● **Stated goal**:
Please turn the lines below into a numbered list, leaving out any blank lines.

══ Exercise materials ══

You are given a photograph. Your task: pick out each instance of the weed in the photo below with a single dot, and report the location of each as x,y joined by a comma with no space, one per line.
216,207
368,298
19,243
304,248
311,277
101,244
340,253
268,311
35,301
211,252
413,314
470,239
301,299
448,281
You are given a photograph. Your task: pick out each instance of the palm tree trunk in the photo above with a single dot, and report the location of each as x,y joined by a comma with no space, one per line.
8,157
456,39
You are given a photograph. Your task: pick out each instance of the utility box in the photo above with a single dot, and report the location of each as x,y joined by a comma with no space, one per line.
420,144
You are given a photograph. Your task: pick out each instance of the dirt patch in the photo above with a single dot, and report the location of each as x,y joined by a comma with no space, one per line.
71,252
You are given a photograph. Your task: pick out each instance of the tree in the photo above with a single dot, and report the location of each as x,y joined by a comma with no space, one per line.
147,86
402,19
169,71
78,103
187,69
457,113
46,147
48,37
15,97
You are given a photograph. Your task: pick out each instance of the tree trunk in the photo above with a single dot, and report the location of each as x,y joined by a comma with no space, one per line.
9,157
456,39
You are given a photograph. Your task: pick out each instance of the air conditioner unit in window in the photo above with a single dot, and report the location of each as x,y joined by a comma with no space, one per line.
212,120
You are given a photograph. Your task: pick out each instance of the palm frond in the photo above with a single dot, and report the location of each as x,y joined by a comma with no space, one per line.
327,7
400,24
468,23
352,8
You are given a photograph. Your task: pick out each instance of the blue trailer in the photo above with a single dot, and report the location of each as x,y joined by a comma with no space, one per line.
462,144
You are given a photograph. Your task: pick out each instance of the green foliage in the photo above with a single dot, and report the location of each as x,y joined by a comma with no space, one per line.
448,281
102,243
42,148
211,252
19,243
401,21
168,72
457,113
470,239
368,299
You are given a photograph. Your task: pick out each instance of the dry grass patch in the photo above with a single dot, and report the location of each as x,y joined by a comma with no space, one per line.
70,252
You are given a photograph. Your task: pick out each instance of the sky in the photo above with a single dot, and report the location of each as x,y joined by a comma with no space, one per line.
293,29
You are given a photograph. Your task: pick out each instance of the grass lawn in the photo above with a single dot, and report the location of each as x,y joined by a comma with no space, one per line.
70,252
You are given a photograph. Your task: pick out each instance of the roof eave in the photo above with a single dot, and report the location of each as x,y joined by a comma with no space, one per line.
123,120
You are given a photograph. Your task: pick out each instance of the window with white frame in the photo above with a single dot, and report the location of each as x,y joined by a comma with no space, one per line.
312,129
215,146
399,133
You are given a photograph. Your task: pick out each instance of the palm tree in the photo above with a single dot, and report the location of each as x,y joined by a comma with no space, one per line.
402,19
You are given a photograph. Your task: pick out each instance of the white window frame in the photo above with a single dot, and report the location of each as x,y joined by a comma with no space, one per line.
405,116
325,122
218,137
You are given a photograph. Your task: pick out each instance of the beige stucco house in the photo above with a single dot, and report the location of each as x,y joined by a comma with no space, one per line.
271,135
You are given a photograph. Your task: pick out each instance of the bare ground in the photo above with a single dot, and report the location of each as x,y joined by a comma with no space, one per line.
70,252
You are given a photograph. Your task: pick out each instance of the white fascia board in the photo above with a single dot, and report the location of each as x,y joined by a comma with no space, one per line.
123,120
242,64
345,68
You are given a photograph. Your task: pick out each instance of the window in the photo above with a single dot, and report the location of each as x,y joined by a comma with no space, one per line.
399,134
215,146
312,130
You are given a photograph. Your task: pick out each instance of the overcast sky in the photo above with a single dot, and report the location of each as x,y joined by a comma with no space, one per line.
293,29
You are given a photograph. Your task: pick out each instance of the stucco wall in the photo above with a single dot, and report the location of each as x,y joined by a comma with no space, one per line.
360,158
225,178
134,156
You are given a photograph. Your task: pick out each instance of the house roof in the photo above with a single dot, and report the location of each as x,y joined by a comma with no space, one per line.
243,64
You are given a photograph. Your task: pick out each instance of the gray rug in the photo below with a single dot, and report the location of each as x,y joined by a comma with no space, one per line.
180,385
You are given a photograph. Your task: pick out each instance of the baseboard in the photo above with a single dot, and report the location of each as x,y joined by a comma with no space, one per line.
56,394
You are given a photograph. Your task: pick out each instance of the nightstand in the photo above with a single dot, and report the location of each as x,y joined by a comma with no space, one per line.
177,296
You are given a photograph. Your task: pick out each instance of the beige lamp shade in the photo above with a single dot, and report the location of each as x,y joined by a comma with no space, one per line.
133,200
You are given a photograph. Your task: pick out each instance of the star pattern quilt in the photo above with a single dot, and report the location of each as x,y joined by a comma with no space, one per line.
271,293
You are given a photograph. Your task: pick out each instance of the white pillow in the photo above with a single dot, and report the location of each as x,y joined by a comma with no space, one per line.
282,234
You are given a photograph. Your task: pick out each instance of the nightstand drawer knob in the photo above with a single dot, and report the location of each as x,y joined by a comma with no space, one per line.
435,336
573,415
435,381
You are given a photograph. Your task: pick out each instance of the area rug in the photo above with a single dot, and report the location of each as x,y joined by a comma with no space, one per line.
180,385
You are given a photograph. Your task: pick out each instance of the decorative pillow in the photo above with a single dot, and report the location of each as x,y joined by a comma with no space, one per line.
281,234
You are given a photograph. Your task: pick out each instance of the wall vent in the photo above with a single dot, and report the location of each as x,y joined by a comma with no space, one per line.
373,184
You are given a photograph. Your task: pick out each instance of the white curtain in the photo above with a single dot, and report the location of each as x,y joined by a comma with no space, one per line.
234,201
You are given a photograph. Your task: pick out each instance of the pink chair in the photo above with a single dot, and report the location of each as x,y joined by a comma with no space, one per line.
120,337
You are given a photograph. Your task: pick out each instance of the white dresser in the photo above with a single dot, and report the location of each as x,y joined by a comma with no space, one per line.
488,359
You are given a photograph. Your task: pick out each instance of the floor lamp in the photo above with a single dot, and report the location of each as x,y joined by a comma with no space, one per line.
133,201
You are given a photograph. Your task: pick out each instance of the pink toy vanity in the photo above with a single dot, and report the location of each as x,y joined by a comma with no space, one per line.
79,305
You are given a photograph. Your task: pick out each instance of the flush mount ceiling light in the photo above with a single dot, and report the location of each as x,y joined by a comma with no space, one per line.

═══

● **The answer**:
1. You are given a photograph. Your task: pick out each instance of the weed in the photo below with a single dot, and report the location of each as x,y joined by a comma with no space, one per line.
2. 216,207
3. 368,298
4. 19,243
5. 304,248
6. 311,277
7. 101,244
8. 340,253
9. 268,311
10. 35,301
11. 211,252
12. 413,314
13. 470,239
14. 301,299
15. 448,281
16. You are given a photograph. Your task: pick out each instance of the palm tree trunk in the photo above with a single dot, and report the location of each as x,y joined by a comma with no space, one per line.
17. 8,157
18. 456,39
19. You are given a photograph. Your task: pick out each instance of the utility box in the photo above with a single dot, and report the location of each as x,y joined by a comma with no space, one per line.
20. 420,144
21. You are given a photograph. Your task: pick out each instance of the dirt patch in the photo above with a single dot, and report the location of each as x,y joined by a comma with no space, one per line.
22. 71,252
23. You are given a photograph. Your task: pick out each instance of the tree in the photo above with a single dot, and report the location of each as x,y joined by a comma with no space, one per line.
24. 147,86
25. 402,19
26. 169,71
27. 78,103
28. 187,69
29. 457,113
30. 46,147
31. 48,37
32. 15,97
33. You are given a photograph. Your task: pick out each instance of the tree trunk in the photo above with a single dot, and report the location of each as x,y joined by a comma with no space, one per line.
34. 9,157
35. 456,39
36. You are given a photograph. Your task: pick out each instance of the air conditioner unit in window in the photo above with a single dot, and report the location of each as x,y joined by a comma with no space, one per line.
37. 212,120
38. You are given a photograph. Your task: pick out each instance of the palm frond in the photo above with a single dot, and report the location of each as x,y joined by a comma with no space, one per line.
39. 327,7
40. 400,24
41. 468,23
42. 352,8
43. You are given a photograph. Your task: pick out each instance of the blue trailer in the photo above with a single dot, and report the location of each as x,y joined by a comma with no space, one per line.
44. 462,144
45. You are given a photograph. Your task: pick out each instance of the green foliage in the photo above with a single dot, and report the location of each as x,y joined by a comma with no space, one per line.
46. 448,281
47. 102,243
48. 42,148
49. 211,252
50. 19,243
51. 401,21
52. 168,72
53. 457,113
54. 470,239
55. 368,299
56. You are given a photograph. Your task: pick out each instance of the dry grass patch in the photo above with a single dot, and report the location of each as x,y joined by a comma with no space, one per line.
57. 70,252
58. You are given a photograph. Your task: pick out each instance of the sky in the photo above with a single dot, and report the location of each as x,y joined by a comma with no space, one per line.
59. 293,29
60. You are given a photograph. Your task: pick out each instance of the grass lawn in the photo above with a single dot, and report the location of each as x,y joined by a comma with no space, one per line.
61. 70,252
62. You are given a photograph. Your task: pick out each instance of the roof eave in the photo above with a single dot, and report the location of each as x,y joined by a comma with no space, one per line.
63. 123,120
64. You are given a photograph. Your task: pick out each instance of the window with white frame in the photo above with a single dot, and report the location of each as x,y joined by a comma with no space, one per line.
65. 312,129
66. 215,146
67. 399,133
68. You are given a photograph. Your task: pick out each instance of the palm tree in the photo above with a single dot, and report the location of each as x,y joined by a comma with no space, one per line.
69. 402,19
70. You are given a photograph. Your task: pick out each instance of the white window frame in the photo above with a single dot, and report the location of each as x,y joined by a comma with no space, one per line.
71. 405,116
72. 325,122
73. 218,137
74. You are given a photograph. Your task: pick out each instance of the beige stucco house in the photo above with a single dot, and report the location of each as x,y joined by a comma with no space, one per line.
75. 271,135
76. You are given a photograph. Your task: pick out each instance of the bare ground in the photo above with a single dot, and report the location of each as x,y joined by a comma with no space, one per line.
77. 70,252
78. You are given a photograph. Your task: pick out each instance of the white fascia board in the photo above with a single dot, and report the location of each as x,y joined by a comma with no space, one per line.
79. 123,120
80. 242,64
81. 345,68
82. You are given a photograph. Your task: pick out each instance of the window in the photo above with a single dot, and report the location of each as x,y joined by a comma with no space, one per line.
83. 399,134
84. 215,146
85. 312,130
86. You are given a photograph. Your task: pick out each instance of the overcast sky in the photo above with a single dot, and report the location of each as x,y joined by a comma with no space, one per line.
87. 293,29
88. You are given a photograph. Your task: pick out each instance of the stucco wall in the photo above with a single dot, and report the location of each as x,y joined by a comma with no space, one per line.
89. 360,158
90. 225,178
91. 134,156
92. You are given a photograph. Your task: pick out each instance of the house roof in the photo above with a single dot, and report the location of each as x,y joined by a comma with no space, one per line.
93. 243,64
94. You are given a photograph. Your task: pick out each instance of the gray rug in the photo below with a single dot, and report the location of each as x,y joined by a comma with no space, one per line.
95. 180,385
96. You are given a photograph. Your task: pick out each instance of the baseboard in the photo above with a single dot, and report the location of each as x,y joined by a comma with no space, one per line.
97. 56,394
98. You are given a photograph. Your task: pick out each instance of the nightstand in the photo above with a single dot, and report the location of each as x,y joined by a comma with no space, one per line.
99. 177,296
100. You are given a photograph. Your task: pick out each instance of the beige lamp shade in the photo above with a single dot, and report the location of each as x,y joined by a comma with no space, one per line.
101. 133,200
102. You are given a photograph. Your task: pick out each instance of the star pattern quilt in the photo above with a single dot, and report the location of each as x,y joined by a comma with no space, one per line.
103. 271,293
104. You are given a photograph. Your task: pick out each instance of the white pillow in the photo above with a single dot, and report the location of each as x,y joined by a comma with no space, one per line.
105. 282,234
106. You are given a photograph. Your task: pick out each instance of the nightstand drawer knob in the photo above with a single dot, and report the location of each as x,y joined by a comma with no space, one per line.
107. 435,336
108. 573,415
109. 435,381
110. You are given a photograph. Your task: pick out each instance of the area rug in the photo above with a single dot, and report the location of each as x,y joined by a comma with no space, one per line.
111. 180,385
112. You are given a photograph. Your task: pick out each instance of the decorative pillow in the photo above with a single dot, and report the location of each as x,y joined by a comma with no space, one per line.
113. 281,234
114. You are given a photograph. Your task: pick out each instance of the wall vent in the photo above with a single dot, and report the location of each as x,y joined by a comma with no space, one per line.
115. 373,184
116. You are given a photograph. Your task: pick out each instance of the white curtain in the photo above with a single dot, and report the location of each as x,y joined by a comma with no space, one per line.
117. 234,201
118. You are given a photograph. Your task: pick out each instance of the pink chair in the photo above with a single dot, and report the location of each as x,y joined by a comma with no space, one per line.
119. 120,337
120. You are given a photograph. Your task: pick out each instance of the white dresser in the photo above with a single dot, and report the location of each as x,y joined by a comma with no space, one per line.
121. 488,359
122. You are given a photograph. Your task: pick out each instance of the floor lamp in the photo above with a single dot, and report the location of each as x,y joined by a comma with no space, one per line.
123. 133,201
124. You are given a photograph. Your task: pick out each instance of the pink toy vanity in the photo above with a single dot, and report the location of each as x,y joined by a comma with no space, one per line.
125. 79,305
126. You are given a photograph. Your task: pick out each instance of the flush mount ceiling light in the photo above with a single dot, and report the location of each as x,y joined by a comma with no space, one per line.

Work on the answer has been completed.